#### [Extrait choisi]
L'arénicole peut survivre et même prospérer dans un biotope* particulièrement inhospitalier grâce à ces propriétés biochimiques et physiologiques et celles de son pigment respiratoire.

Informations complémentaires

Arenicola marina a été trouvée de 0 à 20 m de profondeur (voire 50 m dans les sédiments enrichis en matières organiques sous des sites d'aquaculture en Norvège). L’échantillon le plus profond a été prélevé à 194 m de profondeur en Norvège.

Les arénicoles jouent un rôle important dans les écosystèmes* dans la bioturbation* et l'ingénierie de l'habitat.

L'arénicole est un des appâts les plus utilisés pour la pêche à la ligne en mer. Elle est très appréciée de nombreuses espèces de poissons comme le bar, la morue, mais aussi et surtout les poissons plats (carrelet, turbot, flet ). Elle est récoltée à la pelle, à la fourche, ou à l'aide d'une pompe spécialisée qui sert à carotter le sédiment.

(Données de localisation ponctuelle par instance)
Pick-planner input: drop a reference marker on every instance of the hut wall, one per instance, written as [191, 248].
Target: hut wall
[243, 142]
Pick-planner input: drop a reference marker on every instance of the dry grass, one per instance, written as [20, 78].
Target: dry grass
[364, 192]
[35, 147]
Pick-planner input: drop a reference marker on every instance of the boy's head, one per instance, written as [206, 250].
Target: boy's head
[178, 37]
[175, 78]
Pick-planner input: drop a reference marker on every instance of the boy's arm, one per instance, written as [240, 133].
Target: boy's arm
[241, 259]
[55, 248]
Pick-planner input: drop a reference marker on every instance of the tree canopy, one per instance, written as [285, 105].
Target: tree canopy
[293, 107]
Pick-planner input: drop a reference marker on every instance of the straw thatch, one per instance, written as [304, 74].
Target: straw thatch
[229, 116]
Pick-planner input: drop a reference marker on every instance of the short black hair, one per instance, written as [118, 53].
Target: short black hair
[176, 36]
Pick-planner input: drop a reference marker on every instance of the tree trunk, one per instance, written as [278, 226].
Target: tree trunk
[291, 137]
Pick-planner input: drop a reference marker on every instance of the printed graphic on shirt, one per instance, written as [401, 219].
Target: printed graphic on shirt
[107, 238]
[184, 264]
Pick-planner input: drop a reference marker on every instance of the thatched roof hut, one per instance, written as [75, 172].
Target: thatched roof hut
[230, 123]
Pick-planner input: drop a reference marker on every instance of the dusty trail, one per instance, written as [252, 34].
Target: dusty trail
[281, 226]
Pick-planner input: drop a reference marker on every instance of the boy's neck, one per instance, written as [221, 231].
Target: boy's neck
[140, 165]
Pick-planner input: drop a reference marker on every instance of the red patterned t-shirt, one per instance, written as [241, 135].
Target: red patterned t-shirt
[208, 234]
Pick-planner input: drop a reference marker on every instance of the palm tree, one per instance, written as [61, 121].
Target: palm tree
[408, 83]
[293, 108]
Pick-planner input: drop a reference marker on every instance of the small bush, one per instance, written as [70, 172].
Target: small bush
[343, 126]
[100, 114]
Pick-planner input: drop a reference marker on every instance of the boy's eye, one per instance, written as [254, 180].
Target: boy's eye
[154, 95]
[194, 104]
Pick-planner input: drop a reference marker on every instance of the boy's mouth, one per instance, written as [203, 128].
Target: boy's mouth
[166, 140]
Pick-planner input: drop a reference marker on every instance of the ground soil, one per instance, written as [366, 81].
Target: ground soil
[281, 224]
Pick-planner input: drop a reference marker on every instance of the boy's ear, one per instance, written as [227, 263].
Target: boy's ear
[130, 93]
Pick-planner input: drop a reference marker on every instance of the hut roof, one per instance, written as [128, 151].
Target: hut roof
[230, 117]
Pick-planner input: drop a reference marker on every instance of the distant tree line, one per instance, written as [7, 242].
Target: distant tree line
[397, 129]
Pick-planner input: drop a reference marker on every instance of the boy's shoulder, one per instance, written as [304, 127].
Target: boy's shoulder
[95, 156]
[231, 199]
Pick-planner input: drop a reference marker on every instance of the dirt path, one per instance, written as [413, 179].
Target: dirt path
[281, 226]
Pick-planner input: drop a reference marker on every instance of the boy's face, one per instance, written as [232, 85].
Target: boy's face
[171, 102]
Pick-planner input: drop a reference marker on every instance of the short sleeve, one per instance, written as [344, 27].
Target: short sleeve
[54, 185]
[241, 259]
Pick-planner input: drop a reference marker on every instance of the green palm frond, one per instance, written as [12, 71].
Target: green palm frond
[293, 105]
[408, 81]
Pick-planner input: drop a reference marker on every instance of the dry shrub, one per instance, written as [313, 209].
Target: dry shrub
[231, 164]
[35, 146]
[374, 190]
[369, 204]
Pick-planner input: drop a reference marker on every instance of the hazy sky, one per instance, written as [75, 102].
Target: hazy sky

#### [Travail demandé]
Modifiez le passage de l'extrait sur l'arénicole allant de « L'arénicole peut survivre » jusqu'à « son pigment respiratoire. » inclus, en remplaçant « inhospitalier » par « hostile ».

#### [Réponse proposée]
L'arénicole peut survivre et même prospérer dans un biotope* particulièrement hostile grâce à ces propriétés biochimiques et physiologiques et celles de son pigment respiratoire.